§ TASK DETAILS
Reproduce the data below, requests included, starting with the line that contains "One pin marks each instance of the advertisement" and continuing through the end of the data, with every x and y coordinate in the answers multiplied by 1.8 and rounded to a whole number (halves round up). Give only those lines.

** Start of RECORDS **

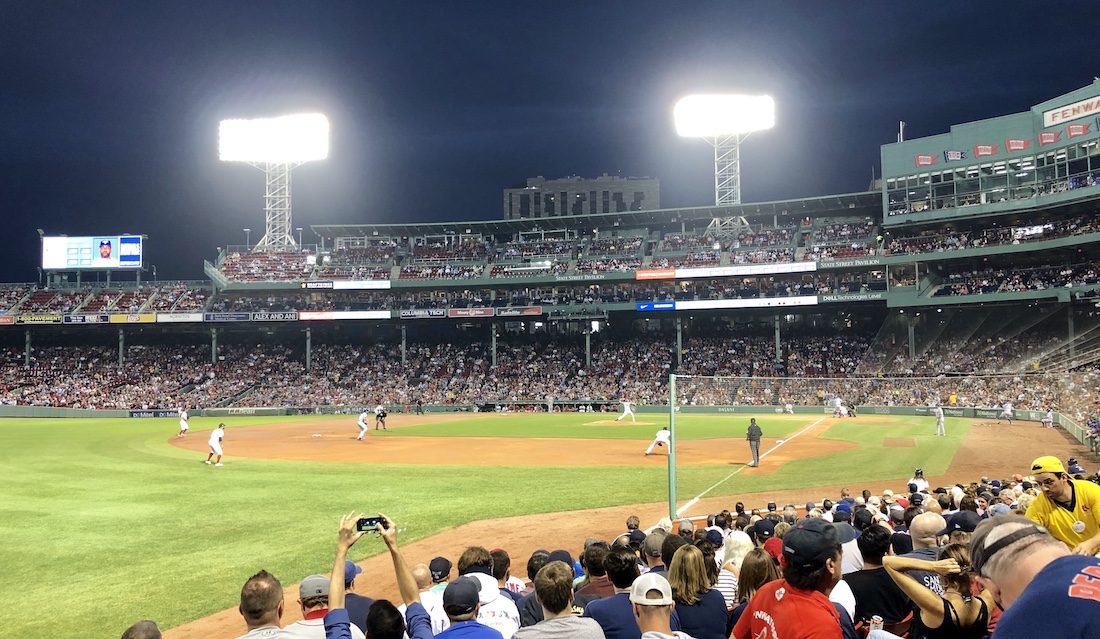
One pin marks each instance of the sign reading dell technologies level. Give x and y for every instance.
(95, 252)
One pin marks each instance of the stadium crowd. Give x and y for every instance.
(989, 557)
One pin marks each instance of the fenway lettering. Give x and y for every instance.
(1074, 111)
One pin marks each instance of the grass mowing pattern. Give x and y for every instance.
(109, 518)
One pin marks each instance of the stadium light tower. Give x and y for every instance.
(275, 145)
(724, 121)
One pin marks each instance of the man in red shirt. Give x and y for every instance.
(798, 606)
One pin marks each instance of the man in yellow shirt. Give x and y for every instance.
(1068, 508)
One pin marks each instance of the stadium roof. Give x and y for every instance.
(842, 205)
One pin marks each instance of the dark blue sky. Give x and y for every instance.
(109, 110)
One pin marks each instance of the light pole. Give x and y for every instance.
(275, 145)
(724, 121)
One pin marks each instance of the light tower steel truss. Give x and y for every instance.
(727, 168)
(277, 207)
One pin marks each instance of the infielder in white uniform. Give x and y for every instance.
(362, 423)
(626, 410)
(660, 440)
(216, 437)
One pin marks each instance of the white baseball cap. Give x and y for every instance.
(648, 583)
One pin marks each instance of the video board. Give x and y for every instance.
(92, 252)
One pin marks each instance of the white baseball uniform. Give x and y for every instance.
(216, 437)
(660, 440)
(362, 423)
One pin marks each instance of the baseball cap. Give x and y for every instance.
(440, 569)
(810, 542)
(964, 520)
(351, 571)
(460, 597)
(314, 586)
(1047, 464)
(648, 583)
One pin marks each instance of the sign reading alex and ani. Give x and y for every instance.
(1079, 109)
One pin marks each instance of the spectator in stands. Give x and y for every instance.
(614, 614)
(1068, 508)
(1031, 574)
(495, 609)
(955, 613)
(652, 604)
(876, 593)
(143, 629)
(262, 606)
(598, 585)
(757, 569)
(553, 587)
(356, 605)
(926, 547)
(702, 608)
(811, 570)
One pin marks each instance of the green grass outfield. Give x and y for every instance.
(105, 522)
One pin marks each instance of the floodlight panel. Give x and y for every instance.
(705, 116)
(300, 138)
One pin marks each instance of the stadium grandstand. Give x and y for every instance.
(975, 261)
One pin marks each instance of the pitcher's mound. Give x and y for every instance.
(899, 442)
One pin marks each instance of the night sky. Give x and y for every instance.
(109, 110)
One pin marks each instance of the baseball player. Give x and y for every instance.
(362, 423)
(216, 437)
(660, 440)
(183, 421)
(627, 410)
(754, 434)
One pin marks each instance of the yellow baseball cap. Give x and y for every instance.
(1047, 464)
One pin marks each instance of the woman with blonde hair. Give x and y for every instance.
(701, 607)
(757, 569)
(955, 615)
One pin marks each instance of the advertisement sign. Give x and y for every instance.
(519, 311)
(275, 317)
(466, 312)
(333, 315)
(422, 312)
(178, 317)
(87, 319)
(227, 317)
(138, 318)
(39, 319)
(99, 252)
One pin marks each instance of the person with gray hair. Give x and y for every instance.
(1031, 574)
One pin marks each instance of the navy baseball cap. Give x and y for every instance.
(810, 542)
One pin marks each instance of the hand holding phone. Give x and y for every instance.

** End of RECORDS **

§ SOLUTION TO THIS EXERCISE
One pin marks each instance of the advertisement sign. Give x and y for every instance.
(934, 560)
(495, 571)
(839, 562)
(599, 567)
(760, 562)
(320, 571)
(157, 574)
(409, 571)
(248, 572)
(70, 574)
(178, 454)
One pin marks each instance of the person with gray hair. Give x and y for every instance.
(1856, 1033)
One pin marks each instance of the navy baseball cap. Give x and y for every instance.
(1458, 976)
One pin marks each instance of the hand holding phone. Give x and y for every instance.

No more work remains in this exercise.